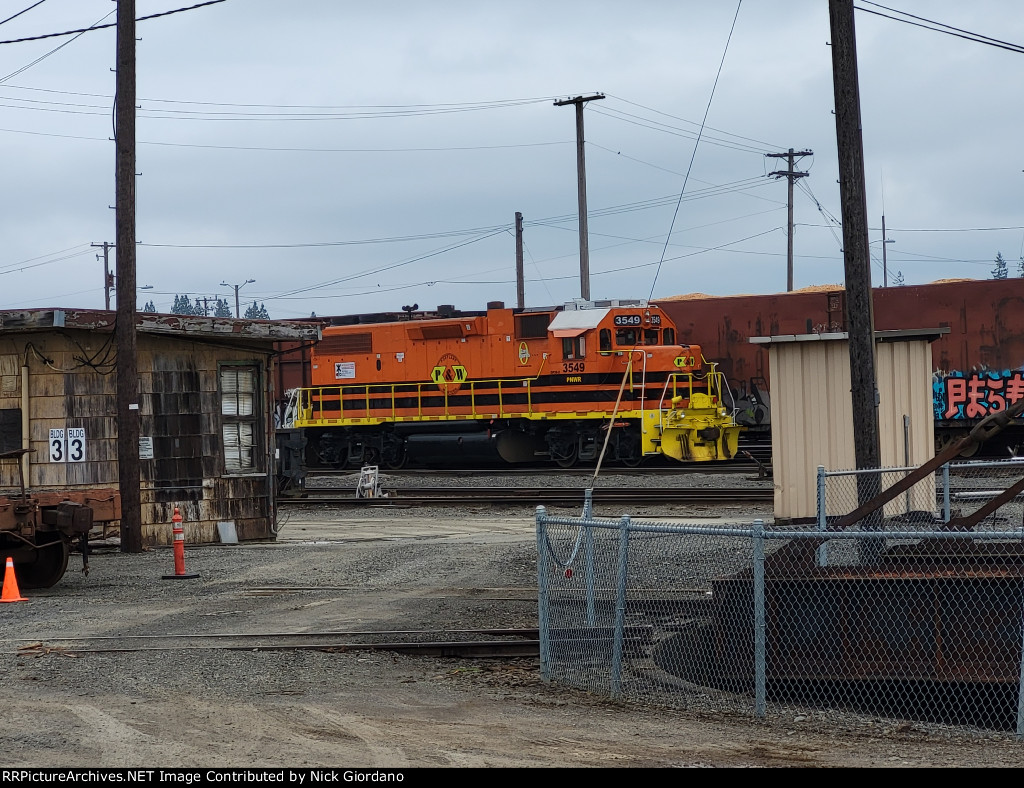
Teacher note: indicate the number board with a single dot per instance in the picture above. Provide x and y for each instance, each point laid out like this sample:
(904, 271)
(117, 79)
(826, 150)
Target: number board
(76, 444)
(57, 447)
(68, 445)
########
Once the pictures are dropped, please print every remaining line of the material verbatim.

Result of the exercise –
Teacher note: indicate the number board with a single dot per instance in the picture above. Provide x and y for each instance, each point laid out like this sample:
(904, 271)
(117, 79)
(826, 150)
Target: number board
(76, 444)
(57, 447)
(68, 445)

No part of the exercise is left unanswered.